To do:
Produce a character-for-character copy of the data below.

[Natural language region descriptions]
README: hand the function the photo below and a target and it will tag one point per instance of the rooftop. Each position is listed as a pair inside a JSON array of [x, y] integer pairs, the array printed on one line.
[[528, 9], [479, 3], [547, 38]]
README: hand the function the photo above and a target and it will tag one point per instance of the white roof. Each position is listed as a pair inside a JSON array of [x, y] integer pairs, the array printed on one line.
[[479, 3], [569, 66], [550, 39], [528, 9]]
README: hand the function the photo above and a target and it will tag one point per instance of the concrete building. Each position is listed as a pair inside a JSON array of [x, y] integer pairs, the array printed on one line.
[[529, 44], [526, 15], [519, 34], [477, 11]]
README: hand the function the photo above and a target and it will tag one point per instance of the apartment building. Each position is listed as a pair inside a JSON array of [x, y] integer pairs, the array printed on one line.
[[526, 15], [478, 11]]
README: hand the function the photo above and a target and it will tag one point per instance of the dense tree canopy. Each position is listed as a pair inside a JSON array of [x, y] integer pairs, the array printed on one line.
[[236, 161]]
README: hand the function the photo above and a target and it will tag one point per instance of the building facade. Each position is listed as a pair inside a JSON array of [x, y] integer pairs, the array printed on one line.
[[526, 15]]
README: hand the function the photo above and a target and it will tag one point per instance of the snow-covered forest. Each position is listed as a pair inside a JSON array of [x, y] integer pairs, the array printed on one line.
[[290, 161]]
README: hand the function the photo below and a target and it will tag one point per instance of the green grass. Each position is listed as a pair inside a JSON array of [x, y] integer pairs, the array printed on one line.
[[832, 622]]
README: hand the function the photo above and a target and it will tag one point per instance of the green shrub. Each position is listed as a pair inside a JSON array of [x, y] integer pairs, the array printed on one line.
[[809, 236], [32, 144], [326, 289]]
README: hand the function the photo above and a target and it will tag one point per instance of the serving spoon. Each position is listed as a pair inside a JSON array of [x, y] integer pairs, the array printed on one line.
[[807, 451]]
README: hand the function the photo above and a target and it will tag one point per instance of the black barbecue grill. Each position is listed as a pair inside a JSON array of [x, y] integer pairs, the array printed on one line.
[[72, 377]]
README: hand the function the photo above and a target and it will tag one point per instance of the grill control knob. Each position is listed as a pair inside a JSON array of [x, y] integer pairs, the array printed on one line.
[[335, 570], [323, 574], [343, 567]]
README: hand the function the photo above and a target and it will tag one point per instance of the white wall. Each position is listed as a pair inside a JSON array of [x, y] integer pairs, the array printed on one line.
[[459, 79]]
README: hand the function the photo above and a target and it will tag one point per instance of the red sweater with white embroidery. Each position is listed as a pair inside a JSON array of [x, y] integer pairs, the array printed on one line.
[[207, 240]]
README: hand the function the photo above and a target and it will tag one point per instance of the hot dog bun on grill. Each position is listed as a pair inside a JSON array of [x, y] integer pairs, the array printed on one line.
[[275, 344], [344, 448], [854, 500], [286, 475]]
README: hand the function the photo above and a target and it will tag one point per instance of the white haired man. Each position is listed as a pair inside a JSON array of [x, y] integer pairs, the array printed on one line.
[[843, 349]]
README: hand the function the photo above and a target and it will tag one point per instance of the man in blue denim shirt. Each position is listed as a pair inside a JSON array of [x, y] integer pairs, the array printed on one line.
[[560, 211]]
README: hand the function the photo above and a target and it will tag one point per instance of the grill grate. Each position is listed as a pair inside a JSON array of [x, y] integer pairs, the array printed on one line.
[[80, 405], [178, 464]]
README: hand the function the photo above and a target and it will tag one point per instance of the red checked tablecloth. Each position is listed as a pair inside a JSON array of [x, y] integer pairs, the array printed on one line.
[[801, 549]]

Response box:
README: hand the function the photo below and a target and it will tag one point per instance of the rooftop. Each position is listed as a pair inside a JSON array of [x, y] integer pairs, the array printed on one line.
[[528, 9], [479, 3], [547, 38]]
README: hand the function the photo above and a target and it will tag one point per instance of the white roof. Each position is listed as a pair inside a JSON array of [x, y] integer pairs, the array printed on one line.
[[479, 3], [569, 66], [550, 39], [528, 9]]
README: hand the function the photo above and a target and it will tag one point per instance of the concrete building. Each position is listed as a pair inside a JSON array of [x, y] integer pairs, the array printed on one line.
[[529, 44], [526, 15], [519, 34], [477, 11]]
README: hand the function the photo above and a target and it will tag one point per instance of the apartment building. Each position is listed as a pair inside a JSON array of [x, y] integer pairs, the array printed on one line.
[[526, 15], [478, 11]]
README: hand the function the photo above and a target and it will tag one point per instance of the dense tree canopy. Each position is listed as a pair inside a JSON array of [x, y] integer pairs, the array printed on one line.
[[236, 161]]
README: hand the function the photo above and a target and it will tag one point per instance of the building facade. Each position is listed as a pair inside a JSON array of [x, y] integer pairs, the array printed on one line.
[[526, 15]]
README: hand the function the photo above and a target and it will tag one point per instance of the snow-covered forest. Each position is listed as a pair inside a JSON array of [x, y] integer pairs, the array printed on one line.
[[290, 161]]
README: hand the function the photo below and a target and it will tag one point per instance of the green grass. Each position is listed as a pair inside a JSON array of [x, y] integer pairs, the array printed on one line.
[[832, 622]]
README: hand the function the photo above and a target and it will tag one point per instance of the green shrub. Each position is listed as a pair inside a JSON array of [x, y] integer pairs, the array printed on one line.
[[809, 236], [32, 144], [326, 289]]
README: hand the function the photo above and a target and it will tag one point per instance of the serving spoon. Each position is listed as a pair inside a JSON array of [x, y] integer pairs, the array printed on one line.
[[807, 451]]
README: hand the function the photo above and a target and it will tag one point per instance of the black barbecue grill. Each position is listed as a pair inside a JSON array of [x, y] integer pairs, the array printed on one line.
[[72, 377]]
README: hand the function the photo above and a target and it will tag one point per instance of the grill control knob. Each position is listed as a pair inside a JSON array of [x, y] integer pairs, the array printed on one line.
[[335, 570], [323, 574], [343, 567]]
README: hand the function the photo above and a target and it will tag one point per instance of the white wall. Each position is listed as a pair inside a JSON array of [x, y] integer pairs, the array printed on one line.
[[459, 79]]
README: hand the function the photo above and a target and it will tag one point per instance of the red sweater with white embroidery. Each position is listed as a pair inside a JSON array of [x, y] integer pairs, the array printed on one line.
[[207, 240]]
README: hand the function the photo above and a target and it will tag one point per instance of the hot dog bun on grill. Each position is listed as a pair inside a JSON array of [x, y] integer pairs, the array printed on one line.
[[275, 344], [344, 448], [854, 500], [286, 475]]
README: hand the function the photo above and a target and it will tag one point per instance of the white haired man. Each position is listed as a pair inside a JSON array of [x, y] integer pairs, the array printed on one line.
[[843, 349]]
README: hand the function the photo above and a target and it will tag one point per instance of the man in blue denim shirt. Each position is listed as a pair inside a JSON array of [x, y] integer pairs, the array printed on one line.
[[560, 211]]
README: hand the function the photo above and a target and it will tag one point per instance of the grill grate. Each position is listed as a pair inside a JSON array of [x, y] integer pairs, the array printed on one line.
[[80, 405], [178, 464]]
README: hand the function the photo above and a target and it will tag one point per instance of the red checked tablecloth. Each position is listed as a pair inside a JSON array of [x, y] integer pairs, the array printed on one line.
[[801, 549]]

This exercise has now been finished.